Data for this task:
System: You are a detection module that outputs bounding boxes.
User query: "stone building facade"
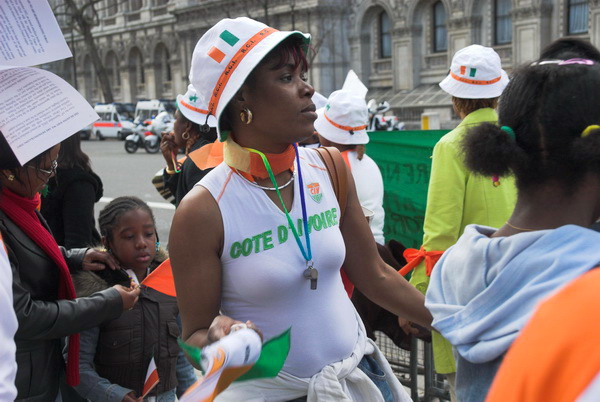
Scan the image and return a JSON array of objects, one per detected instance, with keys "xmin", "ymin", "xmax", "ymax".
[
  {"xmin": 52, "ymin": 0, "xmax": 600, "ymax": 127},
  {"xmin": 349, "ymin": 0, "xmax": 600, "ymax": 127},
  {"xmin": 54, "ymin": 0, "xmax": 350, "ymax": 103}
]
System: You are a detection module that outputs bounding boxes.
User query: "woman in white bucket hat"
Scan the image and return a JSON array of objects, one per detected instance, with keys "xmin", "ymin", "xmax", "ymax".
[
  {"xmin": 169, "ymin": 18, "xmax": 431, "ymax": 401},
  {"xmin": 315, "ymin": 90, "xmax": 385, "ymax": 244},
  {"xmin": 400, "ymin": 45, "xmax": 516, "ymax": 400},
  {"xmin": 160, "ymin": 85, "xmax": 217, "ymax": 206}
]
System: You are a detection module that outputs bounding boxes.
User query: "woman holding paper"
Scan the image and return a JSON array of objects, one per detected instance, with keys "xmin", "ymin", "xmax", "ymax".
[
  {"xmin": 169, "ymin": 18, "xmax": 431, "ymax": 401},
  {"xmin": 0, "ymin": 135, "xmax": 139, "ymax": 401}
]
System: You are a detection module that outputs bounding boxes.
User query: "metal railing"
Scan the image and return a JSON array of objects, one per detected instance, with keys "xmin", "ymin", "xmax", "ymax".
[{"xmin": 375, "ymin": 331, "xmax": 450, "ymax": 402}]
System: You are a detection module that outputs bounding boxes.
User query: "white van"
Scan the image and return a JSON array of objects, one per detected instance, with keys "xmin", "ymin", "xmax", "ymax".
[
  {"xmin": 135, "ymin": 99, "xmax": 176, "ymax": 126},
  {"xmin": 93, "ymin": 103, "xmax": 135, "ymax": 140}
]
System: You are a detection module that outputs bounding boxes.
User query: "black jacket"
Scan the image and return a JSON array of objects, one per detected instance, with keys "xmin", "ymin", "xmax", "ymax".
[
  {"xmin": 73, "ymin": 260, "xmax": 180, "ymax": 395},
  {"xmin": 0, "ymin": 211, "xmax": 123, "ymax": 402},
  {"xmin": 41, "ymin": 168, "xmax": 103, "ymax": 249},
  {"xmin": 163, "ymin": 139, "xmax": 212, "ymax": 206}
]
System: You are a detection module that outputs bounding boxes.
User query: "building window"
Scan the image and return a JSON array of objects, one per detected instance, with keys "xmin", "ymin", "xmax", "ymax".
[
  {"xmin": 129, "ymin": 0, "xmax": 143, "ymax": 11},
  {"xmin": 433, "ymin": 1, "xmax": 448, "ymax": 52},
  {"xmin": 494, "ymin": 0, "xmax": 512, "ymax": 45},
  {"xmin": 568, "ymin": 0, "xmax": 589, "ymax": 35},
  {"xmin": 106, "ymin": 0, "xmax": 119, "ymax": 17},
  {"xmin": 379, "ymin": 11, "xmax": 392, "ymax": 59}
]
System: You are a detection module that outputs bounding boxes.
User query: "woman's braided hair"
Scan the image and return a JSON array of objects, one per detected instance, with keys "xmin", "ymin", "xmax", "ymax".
[{"xmin": 463, "ymin": 62, "xmax": 600, "ymax": 190}]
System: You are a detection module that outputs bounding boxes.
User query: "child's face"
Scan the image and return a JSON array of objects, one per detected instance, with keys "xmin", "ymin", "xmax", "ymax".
[{"xmin": 110, "ymin": 209, "xmax": 156, "ymax": 271}]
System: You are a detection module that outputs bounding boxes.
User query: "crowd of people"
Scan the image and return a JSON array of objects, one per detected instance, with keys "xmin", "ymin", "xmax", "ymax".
[{"xmin": 0, "ymin": 12, "xmax": 600, "ymax": 402}]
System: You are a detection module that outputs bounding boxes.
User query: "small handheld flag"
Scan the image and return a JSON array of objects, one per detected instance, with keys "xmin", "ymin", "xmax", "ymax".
[
  {"xmin": 142, "ymin": 356, "xmax": 160, "ymax": 398},
  {"xmin": 180, "ymin": 328, "xmax": 290, "ymax": 402}
]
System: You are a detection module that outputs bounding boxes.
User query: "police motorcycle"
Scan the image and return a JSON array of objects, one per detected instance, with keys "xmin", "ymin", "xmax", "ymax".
[{"xmin": 125, "ymin": 119, "xmax": 160, "ymax": 154}]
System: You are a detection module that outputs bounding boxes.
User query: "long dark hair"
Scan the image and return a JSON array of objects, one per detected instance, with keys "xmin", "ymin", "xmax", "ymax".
[
  {"xmin": 58, "ymin": 134, "xmax": 92, "ymax": 172},
  {"xmin": 0, "ymin": 131, "xmax": 53, "ymax": 188}
]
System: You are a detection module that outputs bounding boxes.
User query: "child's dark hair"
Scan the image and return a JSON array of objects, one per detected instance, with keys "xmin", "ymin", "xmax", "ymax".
[
  {"xmin": 463, "ymin": 63, "xmax": 600, "ymax": 189},
  {"xmin": 98, "ymin": 196, "xmax": 158, "ymax": 242}
]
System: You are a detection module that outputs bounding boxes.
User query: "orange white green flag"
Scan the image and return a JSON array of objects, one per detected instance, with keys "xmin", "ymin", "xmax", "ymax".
[
  {"xmin": 180, "ymin": 328, "xmax": 290, "ymax": 402},
  {"xmin": 142, "ymin": 356, "xmax": 160, "ymax": 398}
]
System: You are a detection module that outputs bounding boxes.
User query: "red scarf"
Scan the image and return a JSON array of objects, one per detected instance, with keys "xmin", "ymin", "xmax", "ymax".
[{"xmin": 0, "ymin": 188, "xmax": 79, "ymax": 386}]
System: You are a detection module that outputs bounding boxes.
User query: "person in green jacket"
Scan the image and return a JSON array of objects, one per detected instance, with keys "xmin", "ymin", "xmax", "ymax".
[{"xmin": 399, "ymin": 45, "xmax": 516, "ymax": 401}]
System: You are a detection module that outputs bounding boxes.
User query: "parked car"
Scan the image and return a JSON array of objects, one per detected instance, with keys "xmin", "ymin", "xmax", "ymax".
[
  {"xmin": 93, "ymin": 103, "xmax": 135, "ymax": 140},
  {"xmin": 135, "ymin": 99, "xmax": 176, "ymax": 126},
  {"xmin": 77, "ymin": 123, "xmax": 94, "ymax": 140}
]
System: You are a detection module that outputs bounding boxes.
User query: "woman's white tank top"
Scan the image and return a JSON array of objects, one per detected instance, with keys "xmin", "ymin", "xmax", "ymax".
[{"xmin": 197, "ymin": 148, "xmax": 358, "ymax": 377}]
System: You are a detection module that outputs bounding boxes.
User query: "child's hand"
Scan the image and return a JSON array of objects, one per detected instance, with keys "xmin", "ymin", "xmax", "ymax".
[
  {"xmin": 206, "ymin": 315, "xmax": 263, "ymax": 343},
  {"xmin": 82, "ymin": 248, "xmax": 120, "ymax": 271},
  {"xmin": 113, "ymin": 285, "xmax": 140, "ymax": 311},
  {"xmin": 123, "ymin": 391, "xmax": 144, "ymax": 402},
  {"xmin": 160, "ymin": 132, "xmax": 178, "ymax": 166}
]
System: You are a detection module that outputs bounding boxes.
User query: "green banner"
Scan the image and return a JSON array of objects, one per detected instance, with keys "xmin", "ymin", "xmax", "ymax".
[{"xmin": 367, "ymin": 130, "xmax": 448, "ymax": 248}]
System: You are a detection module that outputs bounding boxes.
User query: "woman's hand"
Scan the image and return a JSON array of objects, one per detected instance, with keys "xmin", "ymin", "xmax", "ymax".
[
  {"xmin": 123, "ymin": 391, "xmax": 144, "ymax": 402},
  {"xmin": 206, "ymin": 315, "xmax": 263, "ymax": 343},
  {"xmin": 82, "ymin": 248, "xmax": 121, "ymax": 271},
  {"xmin": 160, "ymin": 132, "xmax": 178, "ymax": 170},
  {"xmin": 113, "ymin": 285, "xmax": 140, "ymax": 311}
]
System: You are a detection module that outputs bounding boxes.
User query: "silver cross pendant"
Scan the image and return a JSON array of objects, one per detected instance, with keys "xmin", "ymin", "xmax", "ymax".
[{"xmin": 304, "ymin": 265, "xmax": 319, "ymax": 290}]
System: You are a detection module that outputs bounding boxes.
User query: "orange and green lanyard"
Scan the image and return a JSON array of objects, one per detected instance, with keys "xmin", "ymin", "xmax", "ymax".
[{"xmin": 246, "ymin": 144, "xmax": 319, "ymax": 290}]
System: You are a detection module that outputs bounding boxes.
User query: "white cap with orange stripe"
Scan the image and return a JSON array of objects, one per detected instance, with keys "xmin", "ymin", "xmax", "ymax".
[
  {"xmin": 440, "ymin": 45, "xmax": 508, "ymax": 99},
  {"xmin": 315, "ymin": 90, "xmax": 369, "ymax": 145},
  {"xmin": 190, "ymin": 17, "xmax": 310, "ymax": 141},
  {"xmin": 177, "ymin": 84, "xmax": 217, "ymax": 127}
]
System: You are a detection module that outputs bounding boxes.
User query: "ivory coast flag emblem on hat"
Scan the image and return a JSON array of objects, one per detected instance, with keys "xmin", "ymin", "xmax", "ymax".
[{"xmin": 306, "ymin": 183, "xmax": 323, "ymax": 203}]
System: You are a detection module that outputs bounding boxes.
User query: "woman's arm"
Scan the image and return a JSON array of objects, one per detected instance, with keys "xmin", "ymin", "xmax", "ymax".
[
  {"xmin": 169, "ymin": 187, "xmax": 223, "ymax": 347},
  {"xmin": 341, "ymin": 171, "xmax": 432, "ymax": 328},
  {"xmin": 71, "ymin": 327, "xmax": 133, "ymax": 402}
]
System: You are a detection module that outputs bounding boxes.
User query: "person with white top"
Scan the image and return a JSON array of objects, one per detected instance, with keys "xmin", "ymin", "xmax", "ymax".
[
  {"xmin": 315, "ymin": 90, "xmax": 385, "ymax": 244},
  {"xmin": 169, "ymin": 18, "xmax": 431, "ymax": 401}
]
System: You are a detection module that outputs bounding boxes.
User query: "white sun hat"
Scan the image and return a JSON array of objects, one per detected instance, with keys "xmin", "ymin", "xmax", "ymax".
[
  {"xmin": 190, "ymin": 17, "xmax": 310, "ymax": 141},
  {"xmin": 315, "ymin": 90, "xmax": 369, "ymax": 145},
  {"xmin": 440, "ymin": 45, "xmax": 508, "ymax": 99},
  {"xmin": 177, "ymin": 84, "xmax": 217, "ymax": 127}
]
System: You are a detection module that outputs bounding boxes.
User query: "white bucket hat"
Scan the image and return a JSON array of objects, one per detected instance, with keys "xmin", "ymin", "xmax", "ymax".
[
  {"xmin": 315, "ymin": 90, "xmax": 369, "ymax": 145},
  {"xmin": 440, "ymin": 45, "xmax": 508, "ymax": 99},
  {"xmin": 177, "ymin": 84, "xmax": 217, "ymax": 127},
  {"xmin": 190, "ymin": 17, "xmax": 310, "ymax": 141}
]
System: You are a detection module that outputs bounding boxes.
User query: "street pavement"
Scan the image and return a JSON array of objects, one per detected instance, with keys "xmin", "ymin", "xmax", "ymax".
[{"xmin": 81, "ymin": 139, "xmax": 175, "ymax": 247}]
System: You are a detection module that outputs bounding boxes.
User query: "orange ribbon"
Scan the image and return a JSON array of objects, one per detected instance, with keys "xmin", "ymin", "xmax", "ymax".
[{"xmin": 398, "ymin": 246, "xmax": 444, "ymax": 276}]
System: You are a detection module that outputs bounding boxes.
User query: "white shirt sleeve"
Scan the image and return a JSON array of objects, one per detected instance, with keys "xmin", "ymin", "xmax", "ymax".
[
  {"xmin": 348, "ymin": 152, "xmax": 385, "ymax": 244},
  {"xmin": 0, "ymin": 237, "xmax": 18, "ymax": 401}
]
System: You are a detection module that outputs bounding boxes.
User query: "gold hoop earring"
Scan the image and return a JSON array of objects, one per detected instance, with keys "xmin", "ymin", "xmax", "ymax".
[{"xmin": 240, "ymin": 107, "xmax": 252, "ymax": 124}]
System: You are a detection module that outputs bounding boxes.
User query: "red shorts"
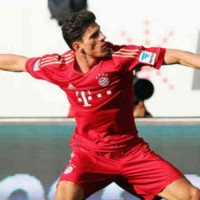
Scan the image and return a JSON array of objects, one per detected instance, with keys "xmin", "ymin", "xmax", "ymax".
[{"xmin": 60, "ymin": 140, "xmax": 183, "ymax": 200}]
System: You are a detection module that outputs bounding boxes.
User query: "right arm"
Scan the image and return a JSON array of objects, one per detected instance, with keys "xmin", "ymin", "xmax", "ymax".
[{"xmin": 0, "ymin": 54, "xmax": 28, "ymax": 72}]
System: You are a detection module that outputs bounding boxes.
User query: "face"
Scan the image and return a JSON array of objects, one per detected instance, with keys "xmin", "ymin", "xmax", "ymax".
[{"xmin": 76, "ymin": 23, "xmax": 108, "ymax": 58}]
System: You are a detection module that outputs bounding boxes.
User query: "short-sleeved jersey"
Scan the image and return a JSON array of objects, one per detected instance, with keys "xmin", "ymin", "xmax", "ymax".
[{"xmin": 26, "ymin": 43, "xmax": 165, "ymax": 152}]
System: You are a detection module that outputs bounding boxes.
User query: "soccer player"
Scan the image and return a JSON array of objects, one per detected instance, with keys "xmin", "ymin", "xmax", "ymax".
[{"xmin": 0, "ymin": 11, "xmax": 200, "ymax": 200}]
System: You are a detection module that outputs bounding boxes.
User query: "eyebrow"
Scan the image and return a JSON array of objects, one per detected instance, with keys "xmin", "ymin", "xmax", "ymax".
[{"xmin": 89, "ymin": 26, "xmax": 100, "ymax": 38}]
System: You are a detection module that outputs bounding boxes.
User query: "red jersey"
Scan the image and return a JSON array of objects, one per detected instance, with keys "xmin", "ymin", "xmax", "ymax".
[{"xmin": 26, "ymin": 43, "xmax": 165, "ymax": 152}]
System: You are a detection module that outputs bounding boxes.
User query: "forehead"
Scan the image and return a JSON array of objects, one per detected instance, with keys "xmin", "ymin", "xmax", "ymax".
[{"xmin": 83, "ymin": 23, "xmax": 100, "ymax": 39}]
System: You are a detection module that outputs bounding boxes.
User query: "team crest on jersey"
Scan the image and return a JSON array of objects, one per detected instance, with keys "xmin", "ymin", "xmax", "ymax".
[
  {"xmin": 64, "ymin": 165, "xmax": 75, "ymax": 174},
  {"xmin": 96, "ymin": 73, "xmax": 110, "ymax": 87},
  {"xmin": 139, "ymin": 51, "xmax": 156, "ymax": 65}
]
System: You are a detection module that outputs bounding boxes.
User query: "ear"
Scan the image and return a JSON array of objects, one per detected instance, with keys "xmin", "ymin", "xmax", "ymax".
[{"xmin": 72, "ymin": 42, "xmax": 82, "ymax": 52}]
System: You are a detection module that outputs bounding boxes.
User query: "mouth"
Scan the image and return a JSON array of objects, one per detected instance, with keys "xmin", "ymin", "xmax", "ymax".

What the task asks:
Count the lines in the entries above that contain the word "flag", matching case exactly, and give only the number.

Correct output:
3